Directives:
A. Answer these questions from the film review of BEAST:
(i) On which island was the film predominantly shot?
(ii) Which actor plays Harrison?
(iii) According to the photo caption, which actor takes aim?
B. Continue the film review of BEAST from its last sentence.

Document:
* * * * *

Geraldine James, on the other hand, is a nightmare of a person. In a movie full of violent people hurting others, she never lifts a hand to strike another. And yet, she seems the least redeemable. Referring to herself as Moll’s best friend, she coerces, scorns, threatens, and neglects her without hesitation. There is no sense of regret or ambivalence about what she is doing. She may never say it but she feels Moll owes her. Until Moll repays the debt—which of course, Hilary will never allow—mom feels entitled to treating her daughter however she wants.

Oliver Maltman fills Harrison with a sort of awkward goodness in his first scene that he then slowly removes, piece by piece, with each subsequent appearance on-screen. First, there comes manipulation dressed up as concern. Then, abuse of power disguised as help. Next, denial as apology. Then, finally, only cruelty remains. He’s the nice guy of the internet who has been told no when he hints at, asks, and finally, demands nudes. Moll will not be what he wants her to be and, eventually, he feels empowered to punish her for it.

BEAST: Gat gat
Johnny Flynn takes aim in BEAST (Courtest of 30West)


Filmed predominantly on location on the island of Jersey, Pearce captures the way expansive beauty and claustrophobia go hand-in-hand in this place. Every road seems to lead back to itself; every peak makes it that much clearer how isolated Jersey is.

Pearce has a great instinct for catching his characters as well. He loves to let the camera linger. A shot reveals a smile that evaporates into an affectless mask. Another captures eyes that spark with rage before being quickly snuffed out for proprietary sake. A third records the hesitation of someone reaching for attraction knowing there will be a cost from those that claim to love and care for them.

The film does not hide its more exploitative moments, but does reveal them quickly or off kilter. You know what you have seen, but the shot changes fast enough that your brain still succumbs to the temptation to fill in details, to make the bad thing worse.

* * * * *

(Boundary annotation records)
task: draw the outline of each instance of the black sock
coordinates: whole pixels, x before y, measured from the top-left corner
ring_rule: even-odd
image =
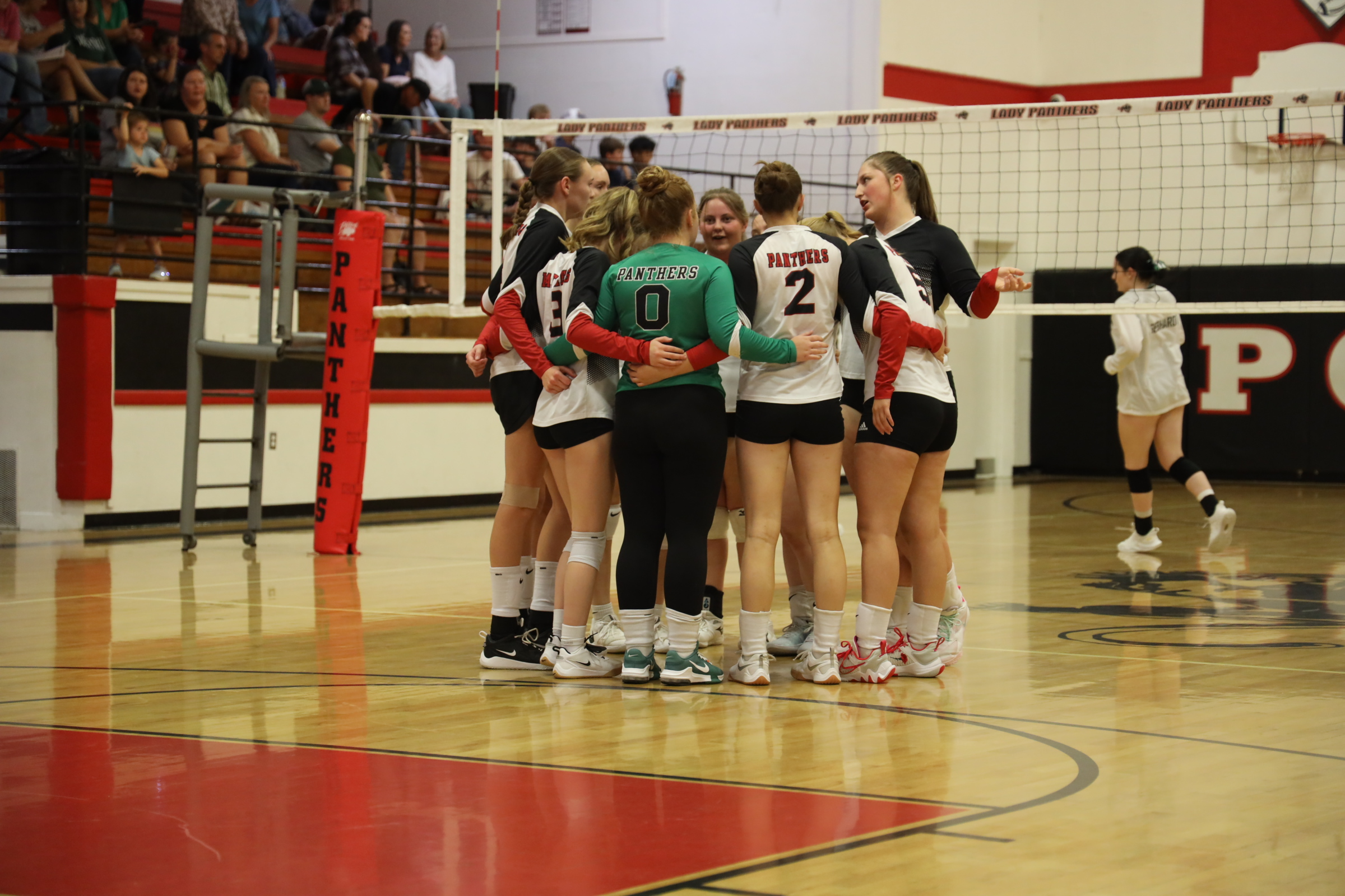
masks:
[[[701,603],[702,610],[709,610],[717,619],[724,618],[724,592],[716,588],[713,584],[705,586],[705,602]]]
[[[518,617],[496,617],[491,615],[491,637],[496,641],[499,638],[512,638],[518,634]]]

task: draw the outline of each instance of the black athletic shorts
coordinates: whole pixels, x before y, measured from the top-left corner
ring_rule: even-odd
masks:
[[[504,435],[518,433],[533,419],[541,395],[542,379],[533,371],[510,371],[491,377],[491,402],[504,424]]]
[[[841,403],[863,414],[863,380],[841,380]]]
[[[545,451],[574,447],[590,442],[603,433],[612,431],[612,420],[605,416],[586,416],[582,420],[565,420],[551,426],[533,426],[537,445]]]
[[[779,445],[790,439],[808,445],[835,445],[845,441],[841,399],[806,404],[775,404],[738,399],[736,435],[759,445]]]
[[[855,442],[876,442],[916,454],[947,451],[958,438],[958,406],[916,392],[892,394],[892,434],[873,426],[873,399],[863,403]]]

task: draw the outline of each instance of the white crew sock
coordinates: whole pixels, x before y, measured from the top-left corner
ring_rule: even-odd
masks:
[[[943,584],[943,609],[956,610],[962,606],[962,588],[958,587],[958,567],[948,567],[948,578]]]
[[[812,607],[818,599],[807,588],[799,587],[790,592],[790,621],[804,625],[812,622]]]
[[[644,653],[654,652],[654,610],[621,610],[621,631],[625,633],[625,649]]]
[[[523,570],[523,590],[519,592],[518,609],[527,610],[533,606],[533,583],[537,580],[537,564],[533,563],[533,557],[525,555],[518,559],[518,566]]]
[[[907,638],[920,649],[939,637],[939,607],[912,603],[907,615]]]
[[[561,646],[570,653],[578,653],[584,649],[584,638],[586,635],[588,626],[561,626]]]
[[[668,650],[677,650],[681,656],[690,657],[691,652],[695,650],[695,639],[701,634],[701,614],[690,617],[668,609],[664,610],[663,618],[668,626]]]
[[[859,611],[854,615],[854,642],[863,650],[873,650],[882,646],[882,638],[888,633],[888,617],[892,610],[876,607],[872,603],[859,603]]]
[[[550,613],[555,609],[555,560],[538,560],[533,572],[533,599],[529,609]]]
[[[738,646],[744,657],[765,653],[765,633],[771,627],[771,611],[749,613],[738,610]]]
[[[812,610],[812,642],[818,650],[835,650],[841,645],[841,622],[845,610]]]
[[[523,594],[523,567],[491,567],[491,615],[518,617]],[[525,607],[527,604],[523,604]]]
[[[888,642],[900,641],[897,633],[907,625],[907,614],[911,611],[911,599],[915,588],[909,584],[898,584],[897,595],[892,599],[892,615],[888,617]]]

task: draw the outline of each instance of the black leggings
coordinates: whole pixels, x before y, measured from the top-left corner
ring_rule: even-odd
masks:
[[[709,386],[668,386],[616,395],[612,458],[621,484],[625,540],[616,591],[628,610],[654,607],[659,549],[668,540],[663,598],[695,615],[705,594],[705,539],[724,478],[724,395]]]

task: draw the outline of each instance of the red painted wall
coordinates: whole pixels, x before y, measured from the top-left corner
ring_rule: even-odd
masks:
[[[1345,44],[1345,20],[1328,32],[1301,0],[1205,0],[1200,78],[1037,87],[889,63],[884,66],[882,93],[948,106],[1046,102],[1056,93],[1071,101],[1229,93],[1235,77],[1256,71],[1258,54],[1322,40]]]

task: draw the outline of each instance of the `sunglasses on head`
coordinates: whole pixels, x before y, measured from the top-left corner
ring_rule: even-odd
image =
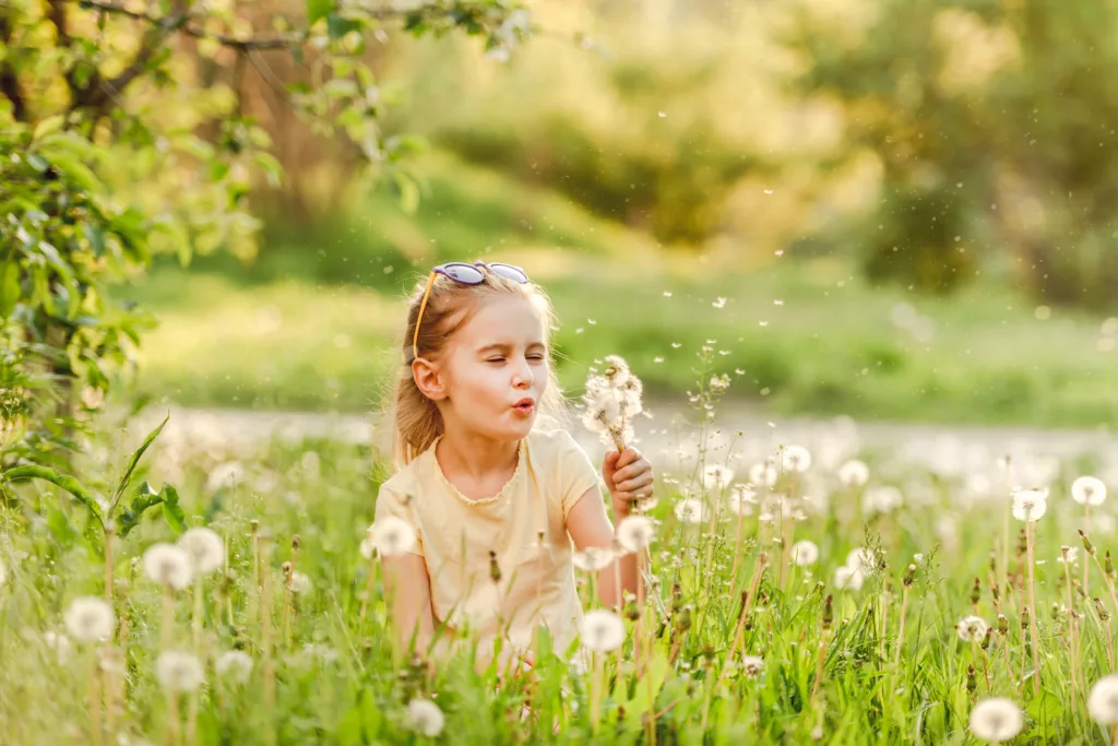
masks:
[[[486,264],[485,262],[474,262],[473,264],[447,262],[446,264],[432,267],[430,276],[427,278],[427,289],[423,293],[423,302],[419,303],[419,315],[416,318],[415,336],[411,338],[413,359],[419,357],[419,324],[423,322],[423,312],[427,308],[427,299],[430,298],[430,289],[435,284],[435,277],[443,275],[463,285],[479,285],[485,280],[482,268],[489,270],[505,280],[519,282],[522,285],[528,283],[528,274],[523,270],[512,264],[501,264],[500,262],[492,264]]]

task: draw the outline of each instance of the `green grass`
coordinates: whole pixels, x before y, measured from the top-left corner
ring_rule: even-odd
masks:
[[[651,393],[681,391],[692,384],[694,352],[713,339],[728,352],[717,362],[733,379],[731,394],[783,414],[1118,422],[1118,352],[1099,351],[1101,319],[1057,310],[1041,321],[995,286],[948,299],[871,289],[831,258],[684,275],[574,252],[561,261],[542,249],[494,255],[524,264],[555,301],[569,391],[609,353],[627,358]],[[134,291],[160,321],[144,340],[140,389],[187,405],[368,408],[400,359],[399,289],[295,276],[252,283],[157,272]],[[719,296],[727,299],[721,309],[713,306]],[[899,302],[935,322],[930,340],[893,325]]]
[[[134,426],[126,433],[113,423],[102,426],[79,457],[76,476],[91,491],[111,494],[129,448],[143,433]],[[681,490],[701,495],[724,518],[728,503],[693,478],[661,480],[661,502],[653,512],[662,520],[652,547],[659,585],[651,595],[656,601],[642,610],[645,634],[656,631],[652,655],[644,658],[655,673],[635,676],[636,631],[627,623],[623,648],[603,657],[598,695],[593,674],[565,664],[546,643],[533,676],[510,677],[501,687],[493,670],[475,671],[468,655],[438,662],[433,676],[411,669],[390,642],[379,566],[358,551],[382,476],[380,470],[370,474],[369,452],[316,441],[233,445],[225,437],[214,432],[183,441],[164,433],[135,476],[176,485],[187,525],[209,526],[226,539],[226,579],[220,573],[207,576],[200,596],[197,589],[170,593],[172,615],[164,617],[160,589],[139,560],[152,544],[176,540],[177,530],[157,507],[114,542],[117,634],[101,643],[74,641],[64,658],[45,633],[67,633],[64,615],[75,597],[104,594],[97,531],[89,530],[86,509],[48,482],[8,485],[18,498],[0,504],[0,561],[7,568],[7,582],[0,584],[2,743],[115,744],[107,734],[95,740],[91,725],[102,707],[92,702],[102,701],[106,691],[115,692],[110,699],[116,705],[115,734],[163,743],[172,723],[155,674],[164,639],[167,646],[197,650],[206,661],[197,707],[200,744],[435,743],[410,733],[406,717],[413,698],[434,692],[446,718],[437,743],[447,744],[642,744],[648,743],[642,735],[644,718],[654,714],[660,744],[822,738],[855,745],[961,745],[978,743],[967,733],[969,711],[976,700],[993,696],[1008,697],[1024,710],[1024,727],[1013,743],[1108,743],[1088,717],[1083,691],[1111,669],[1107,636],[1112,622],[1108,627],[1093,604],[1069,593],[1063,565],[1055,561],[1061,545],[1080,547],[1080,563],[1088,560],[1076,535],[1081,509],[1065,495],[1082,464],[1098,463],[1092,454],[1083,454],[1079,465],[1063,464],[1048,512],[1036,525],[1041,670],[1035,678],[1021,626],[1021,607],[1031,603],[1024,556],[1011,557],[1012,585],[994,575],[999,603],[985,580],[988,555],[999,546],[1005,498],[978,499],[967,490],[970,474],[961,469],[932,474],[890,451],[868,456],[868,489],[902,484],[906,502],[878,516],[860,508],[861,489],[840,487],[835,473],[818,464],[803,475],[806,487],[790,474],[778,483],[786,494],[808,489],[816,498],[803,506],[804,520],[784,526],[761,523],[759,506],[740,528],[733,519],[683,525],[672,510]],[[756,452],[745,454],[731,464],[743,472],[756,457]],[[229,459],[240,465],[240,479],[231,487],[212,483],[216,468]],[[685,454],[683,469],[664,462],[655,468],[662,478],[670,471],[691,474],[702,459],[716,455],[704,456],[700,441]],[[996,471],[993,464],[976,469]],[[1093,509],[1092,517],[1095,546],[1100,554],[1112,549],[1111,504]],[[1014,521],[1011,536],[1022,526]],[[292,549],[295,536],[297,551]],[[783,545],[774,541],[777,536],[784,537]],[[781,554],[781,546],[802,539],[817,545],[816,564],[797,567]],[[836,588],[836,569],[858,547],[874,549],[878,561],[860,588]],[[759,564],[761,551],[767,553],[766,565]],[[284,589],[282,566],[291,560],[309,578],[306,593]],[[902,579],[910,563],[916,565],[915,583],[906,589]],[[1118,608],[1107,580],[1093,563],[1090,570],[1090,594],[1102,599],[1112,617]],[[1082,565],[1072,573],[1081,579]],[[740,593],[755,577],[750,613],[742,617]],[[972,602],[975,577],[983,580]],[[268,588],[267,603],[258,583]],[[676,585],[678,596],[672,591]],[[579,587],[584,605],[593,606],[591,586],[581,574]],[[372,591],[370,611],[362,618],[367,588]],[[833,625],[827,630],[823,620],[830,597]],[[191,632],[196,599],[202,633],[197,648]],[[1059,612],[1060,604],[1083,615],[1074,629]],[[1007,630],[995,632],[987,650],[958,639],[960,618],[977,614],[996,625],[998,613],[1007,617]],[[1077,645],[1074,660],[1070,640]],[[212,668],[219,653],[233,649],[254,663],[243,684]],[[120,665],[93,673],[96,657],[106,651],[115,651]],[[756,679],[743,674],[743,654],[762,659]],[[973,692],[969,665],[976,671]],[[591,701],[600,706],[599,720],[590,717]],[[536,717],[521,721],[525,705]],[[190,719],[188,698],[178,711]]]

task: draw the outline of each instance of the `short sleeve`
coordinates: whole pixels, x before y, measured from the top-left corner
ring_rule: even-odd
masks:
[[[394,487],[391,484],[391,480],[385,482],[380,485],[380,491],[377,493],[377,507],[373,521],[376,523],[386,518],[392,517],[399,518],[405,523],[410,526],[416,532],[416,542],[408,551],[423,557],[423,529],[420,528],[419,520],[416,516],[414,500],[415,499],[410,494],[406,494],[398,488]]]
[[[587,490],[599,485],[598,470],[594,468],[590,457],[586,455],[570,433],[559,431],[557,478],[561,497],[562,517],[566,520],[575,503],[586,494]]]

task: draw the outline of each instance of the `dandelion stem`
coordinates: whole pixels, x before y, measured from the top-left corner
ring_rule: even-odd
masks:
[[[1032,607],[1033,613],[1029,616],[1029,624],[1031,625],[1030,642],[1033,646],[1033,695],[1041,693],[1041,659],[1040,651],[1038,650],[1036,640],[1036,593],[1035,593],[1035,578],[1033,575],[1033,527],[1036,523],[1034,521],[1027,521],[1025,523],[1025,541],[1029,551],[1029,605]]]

* * * * *

Written responses:
A.
(i) Jersey
(ii) Oliver Maltman
(iii) Johnny Flynn

B.
Desire Deferred Fuels Incredible DISOBEDIENCE

Striking the Set

BEAST would, perhaps, be more accurately titled BEASTS as Jersey is clearly a place where the snarling, the cruel, and the wicked rule the land. Pascal, with his criminal history and his comfort with headbutts and choking, is the obvious choice. However, as noted above, we quickly realize Hilary is more that bestial in her own right. As Moll’s version of her expulsion comes into question, we realize that she too carries a bestial side. Finally, we have Harrison. Rather than do the right thing during Moll’s lowest moment, he takes the opportunity to punish her. As a detective and a human being, one would expect he’d seek to help, but no. In the safety of his own home, he shows her his true face.

As the film revels in and reveals the mundanity of people’s inhumanity, the murder mystery undercuts, not aids to, the message. It is, for me, the weakest part of the movie. Giving Pascal the same past and focusing on the idea of mistakes v. soul-deep evil could elucidate the same themes without what felt like an artificially attached crime plot line.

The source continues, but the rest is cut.